WHAT IS ASKED
Rewrite all of the records below, changing "drop one pin per instance" to "place a single point on each instance" and leaving every other line untouched.

:: SUPPLIED DATA ::

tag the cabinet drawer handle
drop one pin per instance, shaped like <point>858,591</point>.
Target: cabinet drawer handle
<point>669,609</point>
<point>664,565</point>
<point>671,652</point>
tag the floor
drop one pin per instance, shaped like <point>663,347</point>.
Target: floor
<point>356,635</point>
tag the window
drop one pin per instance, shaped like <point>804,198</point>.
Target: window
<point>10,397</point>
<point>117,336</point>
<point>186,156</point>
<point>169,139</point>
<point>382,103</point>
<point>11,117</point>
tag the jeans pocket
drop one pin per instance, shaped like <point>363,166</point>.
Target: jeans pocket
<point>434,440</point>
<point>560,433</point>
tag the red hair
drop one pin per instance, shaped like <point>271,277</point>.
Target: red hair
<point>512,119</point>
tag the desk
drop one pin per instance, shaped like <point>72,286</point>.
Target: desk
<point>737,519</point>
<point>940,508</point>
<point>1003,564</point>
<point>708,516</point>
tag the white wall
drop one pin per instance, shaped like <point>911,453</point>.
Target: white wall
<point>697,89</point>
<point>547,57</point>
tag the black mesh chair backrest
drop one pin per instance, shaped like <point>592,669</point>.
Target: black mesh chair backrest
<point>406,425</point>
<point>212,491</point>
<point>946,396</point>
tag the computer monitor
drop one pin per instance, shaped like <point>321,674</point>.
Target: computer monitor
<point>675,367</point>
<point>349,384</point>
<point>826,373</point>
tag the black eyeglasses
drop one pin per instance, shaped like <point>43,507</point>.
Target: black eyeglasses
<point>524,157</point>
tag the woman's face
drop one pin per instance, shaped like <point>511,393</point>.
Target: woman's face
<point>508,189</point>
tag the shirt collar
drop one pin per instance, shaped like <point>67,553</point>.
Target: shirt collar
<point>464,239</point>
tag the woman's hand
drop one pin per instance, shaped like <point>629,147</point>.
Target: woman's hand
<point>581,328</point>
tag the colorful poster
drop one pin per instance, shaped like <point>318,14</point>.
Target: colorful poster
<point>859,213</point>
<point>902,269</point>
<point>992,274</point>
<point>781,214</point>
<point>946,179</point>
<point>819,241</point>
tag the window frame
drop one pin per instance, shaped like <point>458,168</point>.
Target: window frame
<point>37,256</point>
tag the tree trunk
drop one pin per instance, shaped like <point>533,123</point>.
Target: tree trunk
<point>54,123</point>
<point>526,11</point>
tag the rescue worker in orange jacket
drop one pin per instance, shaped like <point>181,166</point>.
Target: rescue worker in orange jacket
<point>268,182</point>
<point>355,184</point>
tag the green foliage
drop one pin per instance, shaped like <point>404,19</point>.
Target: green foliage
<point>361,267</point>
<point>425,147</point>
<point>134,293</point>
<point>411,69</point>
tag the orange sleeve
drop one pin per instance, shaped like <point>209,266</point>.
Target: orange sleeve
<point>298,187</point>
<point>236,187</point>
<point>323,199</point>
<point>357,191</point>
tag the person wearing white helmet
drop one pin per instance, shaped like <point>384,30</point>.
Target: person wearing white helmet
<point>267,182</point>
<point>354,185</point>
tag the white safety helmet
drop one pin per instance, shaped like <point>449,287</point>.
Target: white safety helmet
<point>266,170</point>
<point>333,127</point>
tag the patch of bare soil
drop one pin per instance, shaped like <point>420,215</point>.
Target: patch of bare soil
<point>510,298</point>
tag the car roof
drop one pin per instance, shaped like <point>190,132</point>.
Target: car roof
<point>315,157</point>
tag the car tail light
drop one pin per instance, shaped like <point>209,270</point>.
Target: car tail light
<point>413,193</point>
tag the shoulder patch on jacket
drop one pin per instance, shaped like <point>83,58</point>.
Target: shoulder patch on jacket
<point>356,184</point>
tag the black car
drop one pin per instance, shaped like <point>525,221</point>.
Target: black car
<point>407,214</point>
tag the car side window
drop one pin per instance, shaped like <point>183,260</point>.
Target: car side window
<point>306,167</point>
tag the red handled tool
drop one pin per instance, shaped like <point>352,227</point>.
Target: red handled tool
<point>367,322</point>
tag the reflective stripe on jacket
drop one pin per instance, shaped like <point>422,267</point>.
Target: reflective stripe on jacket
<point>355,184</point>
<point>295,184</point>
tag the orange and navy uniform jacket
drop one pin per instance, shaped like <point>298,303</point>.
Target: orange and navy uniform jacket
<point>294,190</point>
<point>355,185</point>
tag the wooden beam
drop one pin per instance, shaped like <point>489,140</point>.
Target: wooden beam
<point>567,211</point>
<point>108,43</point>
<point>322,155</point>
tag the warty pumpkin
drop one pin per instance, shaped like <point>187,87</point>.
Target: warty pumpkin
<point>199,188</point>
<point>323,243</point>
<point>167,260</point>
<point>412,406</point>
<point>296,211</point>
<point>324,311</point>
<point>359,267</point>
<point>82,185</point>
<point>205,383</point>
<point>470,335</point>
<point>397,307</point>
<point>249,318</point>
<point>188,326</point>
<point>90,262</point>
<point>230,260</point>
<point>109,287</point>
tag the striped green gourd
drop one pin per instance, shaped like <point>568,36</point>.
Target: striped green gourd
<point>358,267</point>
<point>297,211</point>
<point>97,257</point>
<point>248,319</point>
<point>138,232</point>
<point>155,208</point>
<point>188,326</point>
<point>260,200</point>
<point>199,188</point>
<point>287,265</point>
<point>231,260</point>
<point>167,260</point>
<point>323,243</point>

:::

CORRECT RESULT
tag the cabinet drawer handle
place a single point on each instance, shaped like <point>858,591</point>.
Target: cabinet drawer handle
<point>669,609</point>
<point>664,565</point>
<point>671,652</point>
tag the floor
place a single point on each instance, shaped like <point>663,347</point>.
Target: floor
<point>356,635</point>
tag the window
place a single point on each instance, shaped like <point>804,198</point>.
Target: window
<point>10,397</point>
<point>117,336</point>
<point>186,156</point>
<point>169,139</point>
<point>382,103</point>
<point>11,117</point>
tag the jeans pocket
place a single point on each instance, shaped like <point>363,166</point>.
Target: jeans pocket
<point>434,440</point>
<point>560,433</point>
tag the red hair
place a single point on each instance, shaped like <point>271,277</point>.
Target: red hair
<point>512,119</point>
tag the desk
place a single point on each instance, shaped like <point>72,286</point>.
Target: desk
<point>737,519</point>
<point>940,508</point>
<point>1003,564</point>
<point>708,516</point>
tag the white wall
place a single point on each instance, shaped like <point>911,453</point>.
Target: white wall
<point>697,89</point>
<point>547,57</point>
tag the black mesh chair backrest
place a single point on each instance, shaped like <point>592,669</point>.
Target: black mesh chair backrest
<point>406,425</point>
<point>212,491</point>
<point>946,396</point>
tag the computer monitor
place a single point on each instance, shaped like <point>321,674</point>.
Target: computer monitor
<point>675,367</point>
<point>349,384</point>
<point>826,373</point>
tag the black eyeglasses
place a single point on each instance, shaped like <point>43,507</point>.
Target: black eyeglasses
<point>524,157</point>
tag the woman's face
place a single point on each instance, shaped like <point>511,393</point>.
Target: woman's face
<point>508,189</point>
tag the shirt collar
place a single point on each instance, shaped like <point>67,553</point>.
Target: shirt collar
<point>464,239</point>
tag the woman's hand
place a single point on each instance, shaped like <point>629,147</point>.
Target: woman's hand
<point>581,328</point>
tag the colorful poster
place a single point on each instance, shaped like <point>318,14</point>.
Target: colorful poster
<point>859,213</point>
<point>902,269</point>
<point>992,274</point>
<point>781,214</point>
<point>946,179</point>
<point>819,241</point>
tag the window frame
place a single point on each instance, shaped like <point>458,168</point>.
Target: window frame
<point>37,256</point>
tag the tree trunk
place a single point on each instance, shaped like <point>533,123</point>.
Target: tree trunk
<point>54,123</point>
<point>526,11</point>
tag the rescue worker in orange jacket
place a single point on each instance, shaped like <point>181,166</point>.
Target: rescue worker in orange jacket
<point>268,182</point>
<point>355,184</point>
tag the green foliage
place a single point on each instance, shaped like <point>404,19</point>.
Target: green foliage
<point>361,267</point>
<point>425,147</point>
<point>134,293</point>
<point>411,69</point>
tag the orange sleeve
place a single point on each instance, shaped like <point>209,266</point>.
Target: orange sleeve
<point>298,187</point>
<point>236,187</point>
<point>323,199</point>
<point>357,191</point>
tag the person wearing white helmet
place a single point on each instance, shaped like <point>384,30</point>.
Target: person wearing white helmet
<point>267,182</point>
<point>354,185</point>
tag the white safety helmet
place a single point on each instance, shaped like <point>449,287</point>.
Target: white safety helmet
<point>266,170</point>
<point>333,127</point>
tag the patch of bare soil
place a single point on each instance, shaped like <point>420,215</point>.
Target: patch of bare soil
<point>510,298</point>
tag the car roof
place a single point on each instance, shaped like <point>190,132</point>.
Target: car roof
<point>315,157</point>
tag the car tail light
place a single point on each instance, shaped like <point>209,270</point>.
Target: car tail light
<point>413,193</point>
tag the shoulder patch on jacket
place a single point on each instance, shaped like <point>83,58</point>.
Target: shoulder patch on jacket
<point>356,184</point>
tag the black car
place a single point on each instance, shaped like <point>525,221</point>.
Target: black car
<point>407,214</point>
tag the car side window
place a single point on each instance, shaped like <point>183,260</point>.
Target: car side window
<point>306,167</point>
tag the red handled tool
place a single point on each instance, shaped like <point>352,227</point>.
Target: red handled tool
<point>367,322</point>
tag the reflective stripe on jacket
place a single point on each instance, shaped like <point>422,267</point>.
Target: reflective stripe on jacket
<point>355,184</point>
<point>295,184</point>
tag the orange and navy uniform jacket
place a single point on each instance, shaped like <point>298,303</point>.
Target: orange and navy uniform jacket
<point>294,190</point>
<point>355,185</point>
tag the wooden beam
place a single point on each instance, shaped like <point>489,140</point>.
Target: wooden beam
<point>567,211</point>
<point>108,43</point>
<point>322,155</point>
tag the warty pumpkin
place a single point on each instance, shaped like <point>187,87</point>.
Target: warty pumpkin
<point>199,188</point>
<point>323,243</point>
<point>167,260</point>
<point>412,406</point>
<point>296,211</point>
<point>324,311</point>
<point>359,267</point>
<point>82,185</point>
<point>205,383</point>
<point>470,335</point>
<point>397,307</point>
<point>249,318</point>
<point>188,326</point>
<point>90,262</point>
<point>230,260</point>
<point>109,287</point>
tag the striped green gourd
place a single point on each instance, shaped like <point>568,36</point>.
Target: striped green gourd
<point>358,267</point>
<point>297,211</point>
<point>97,257</point>
<point>248,319</point>
<point>138,232</point>
<point>155,208</point>
<point>188,326</point>
<point>260,200</point>
<point>199,188</point>
<point>287,265</point>
<point>231,260</point>
<point>167,260</point>
<point>323,243</point>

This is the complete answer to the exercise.